Copy the listing below line for line without changing anything, and leave the pictures out of your copy.

» Records for the task:
=======
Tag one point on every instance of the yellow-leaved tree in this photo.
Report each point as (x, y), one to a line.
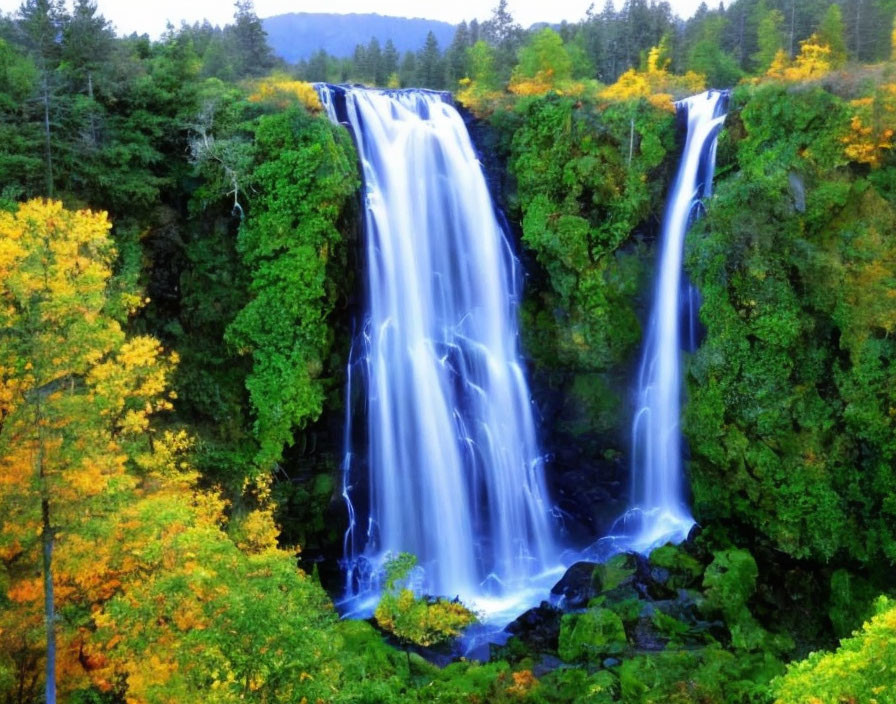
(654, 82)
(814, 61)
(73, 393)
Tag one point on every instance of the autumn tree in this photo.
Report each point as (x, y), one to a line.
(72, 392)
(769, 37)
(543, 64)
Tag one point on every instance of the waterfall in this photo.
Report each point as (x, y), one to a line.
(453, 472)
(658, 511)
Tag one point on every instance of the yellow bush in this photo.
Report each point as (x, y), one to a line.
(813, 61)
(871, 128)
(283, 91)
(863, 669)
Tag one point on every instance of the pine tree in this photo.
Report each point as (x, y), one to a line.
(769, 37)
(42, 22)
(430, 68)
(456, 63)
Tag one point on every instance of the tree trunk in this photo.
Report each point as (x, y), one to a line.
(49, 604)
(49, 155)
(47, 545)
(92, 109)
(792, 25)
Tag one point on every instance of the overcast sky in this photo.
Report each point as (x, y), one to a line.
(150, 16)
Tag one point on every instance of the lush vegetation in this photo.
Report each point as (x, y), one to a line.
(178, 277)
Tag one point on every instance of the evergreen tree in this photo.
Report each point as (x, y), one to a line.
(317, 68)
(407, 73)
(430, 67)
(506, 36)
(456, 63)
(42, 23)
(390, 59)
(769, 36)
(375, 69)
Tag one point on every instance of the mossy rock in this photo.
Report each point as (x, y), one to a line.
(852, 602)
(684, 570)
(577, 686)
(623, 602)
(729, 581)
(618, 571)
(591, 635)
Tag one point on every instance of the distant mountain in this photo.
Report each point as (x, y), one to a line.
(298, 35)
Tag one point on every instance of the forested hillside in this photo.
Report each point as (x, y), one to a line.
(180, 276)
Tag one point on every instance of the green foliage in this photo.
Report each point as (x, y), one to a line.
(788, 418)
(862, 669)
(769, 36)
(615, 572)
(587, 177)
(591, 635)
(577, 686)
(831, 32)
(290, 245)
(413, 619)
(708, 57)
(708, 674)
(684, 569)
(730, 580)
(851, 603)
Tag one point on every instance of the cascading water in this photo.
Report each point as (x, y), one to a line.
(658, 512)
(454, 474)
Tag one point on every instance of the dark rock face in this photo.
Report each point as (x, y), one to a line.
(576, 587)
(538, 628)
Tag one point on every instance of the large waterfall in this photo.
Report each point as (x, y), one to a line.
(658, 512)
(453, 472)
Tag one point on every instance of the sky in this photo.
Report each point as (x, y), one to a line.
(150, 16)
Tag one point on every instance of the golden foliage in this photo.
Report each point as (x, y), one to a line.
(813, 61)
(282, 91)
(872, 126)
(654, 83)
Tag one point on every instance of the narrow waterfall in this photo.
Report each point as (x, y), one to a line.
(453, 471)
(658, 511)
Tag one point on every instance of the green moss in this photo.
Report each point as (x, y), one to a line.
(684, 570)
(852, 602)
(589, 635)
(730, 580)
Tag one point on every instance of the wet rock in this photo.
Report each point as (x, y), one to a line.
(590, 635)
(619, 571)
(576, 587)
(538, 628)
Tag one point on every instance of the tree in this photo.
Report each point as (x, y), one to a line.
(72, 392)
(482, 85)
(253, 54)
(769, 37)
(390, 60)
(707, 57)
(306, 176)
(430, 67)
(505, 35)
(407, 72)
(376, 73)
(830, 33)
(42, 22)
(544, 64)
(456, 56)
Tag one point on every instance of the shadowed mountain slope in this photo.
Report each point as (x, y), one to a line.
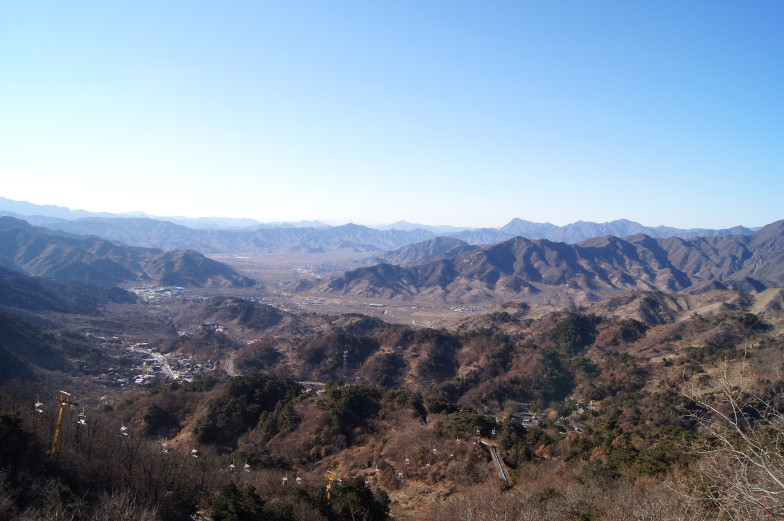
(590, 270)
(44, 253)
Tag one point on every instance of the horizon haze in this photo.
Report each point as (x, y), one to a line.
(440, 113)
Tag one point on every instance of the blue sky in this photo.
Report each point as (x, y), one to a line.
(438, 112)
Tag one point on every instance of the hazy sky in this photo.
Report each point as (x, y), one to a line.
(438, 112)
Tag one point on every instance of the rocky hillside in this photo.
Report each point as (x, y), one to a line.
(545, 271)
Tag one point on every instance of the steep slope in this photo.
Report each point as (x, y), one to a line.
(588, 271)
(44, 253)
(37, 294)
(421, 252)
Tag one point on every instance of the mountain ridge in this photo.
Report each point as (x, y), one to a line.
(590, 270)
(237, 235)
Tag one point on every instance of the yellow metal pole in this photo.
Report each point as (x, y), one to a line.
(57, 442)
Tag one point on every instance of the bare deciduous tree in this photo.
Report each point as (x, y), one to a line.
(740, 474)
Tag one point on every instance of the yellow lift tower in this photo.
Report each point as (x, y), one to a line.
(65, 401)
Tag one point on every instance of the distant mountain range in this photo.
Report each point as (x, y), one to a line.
=======
» Solved problem:
Tag one point on every instance of the yellow-leaved tree in this photo.
Report each point as (x, y), one to a line.
(654, 82)
(814, 61)
(73, 393)
Tag one point on every instance of the autumn tree in this photo.
Report each point as (x, y), one to a line.
(72, 392)
(769, 37)
(543, 64)
Tag one point on every instance of the waterfall in this photo.
Report each point as (x, y), one to a line.
(453, 472)
(658, 511)
Tag one point on every instance of the yellow bush in this photo.
Report each point as (x, y), one to a line.
(813, 61)
(871, 128)
(283, 91)
(863, 669)
Tag one point on every instance of the pine tree in this photo.
Report each point as (x, y), one to a line.
(769, 37)
(42, 22)
(430, 68)
(456, 63)
Tag one point on every instance of the tree trunk in this photo.
Report each point as (x, y), one to a line.
(49, 604)
(49, 155)
(47, 545)
(92, 109)
(792, 25)
Tag one point on every instance of the overcast sky in this photo.
Report each point as (x, y), one to a line.
(150, 16)
Tag one point on every instance of the lush vegetation in this photo.
Report each point as (x, y), one to a line.
(178, 277)
Tag one point on every instance of the evergreen tree in this photo.
Report each point as (x, y), one to a line.
(317, 68)
(407, 73)
(430, 67)
(506, 36)
(456, 63)
(42, 23)
(390, 59)
(769, 36)
(375, 69)
Tag one point on every instance of the mossy rock in this photo.
Report each point as (x, y), one to a line.
(852, 602)
(684, 570)
(577, 686)
(623, 602)
(729, 581)
(618, 571)
(591, 635)
Tag one point on every instance of the distant mountain in this photo.
Report each point as (x, y), one to a line.
(298, 35)
Tag one point on every instance of the forested hillside in this photo.
Report each point as (x, y), one to a line.
(180, 276)
Tag one point on every instance of the green foliage in this photo.
Report each point as (x, y), one to a line.
(788, 418)
(862, 669)
(769, 36)
(615, 572)
(587, 177)
(591, 635)
(577, 686)
(831, 32)
(290, 245)
(413, 619)
(708, 57)
(708, 674)
(684, 569)
(730, 580)
(851, 603)
Tag one point on every instance of the cascading water in this photo.
Report each point as (x, y), one to a line.
(658, 512)
(454, 474)
Tag one point on every instance of the dark rock face in this photo.
Report each point as (x, y), one to a line.
(576, 587)
(538, 628)
Tag one point on every instance of the large waterfall in this photo.
Report each point as (x, y), one to a line.
(658, 512)
(453, 472)
Tag one point on every instance of the sky in this photo.
Report each point as (x, y), one to a line.
(150, 16)
Tag one point on every instance of the golden foliage in this photo.
Report each point as (x, y), one to a line.
(813, 61)
(282, 91)
(872, 126)
(654, 83)
Tag one point on every instance of the narrow waterfall in this photo.
Report each point as (x, y), one to a line.
(453, 471)
(658, 511)
Tag one point on every instance of the green moss in this photo.
Report each point as (x, y), one to a line.
(684, 570)
(852, 602)
(589, 635)
(730, 580)
Tag one point on every instance of the wet rock in this photo.
Report each point as (x, y), one to a line.
(590, 635)
(619, 571)
(576, 587)
(538, 628)
Tag one point on every instance of the tree in this photo.
Report each point as (x, y), one to a line.
(72, 392)
(482, 85)
(253, 54)
(769, 37)
(390, 60)
(707, 57)
(306, 176)
(430, 67)
(505, 35)
(407, 72)
(376, 73)
(830, 33)
(42, 22)
(544, 64)
(456, 56)
Tag one point on every instance of the shadowed mountain slope in this photo.
Report each point as (x, y), one to a line.
(590, 270)
(44, 253)
Tag one point on every instance of the horizon haze in this photo.
Report each point as (x, y), one to a line.
(440, 113)
Tag one point on every instance of the blue sky in this photo.
Report each point as (x, y), one to a line.
(438, 112)
Tag one point on every instance of the hazy sky in this photo.
Report each point as (x, y), one to a line.
(438, 112)
Tag one point on every instance of the rocky hillside in this photo.
Report each point as (x, y), one to a line.
(545, 271)
Tag one point on every instance of the steep slope in this photo.
Report each point as (x, y), one to a line.
(588, 271)
(44, 253)
(37, 294)
(421, 252)
Tag one point on every instance of the mountain ridge in this photo.
Report each point as (x, y), one to a line.
(590, 270)
(237, 235)
Tag one point on every instance of the yellow metal pole in this photo.
Report each point as (x, y), one to a line.
(57, 442)
Tag one point on every instance of the bare deciduous tree in this photo.
Report each point as (x, y), one to a line.
(740, 474)
Tag one point on every instance of the yellow lift tower in this photo.
Report each point as (x, y), one to a line.
(65, 401)
Tag one point on every instance of the distant mountain range in this photo.
Report each point as (x, y), one to a line.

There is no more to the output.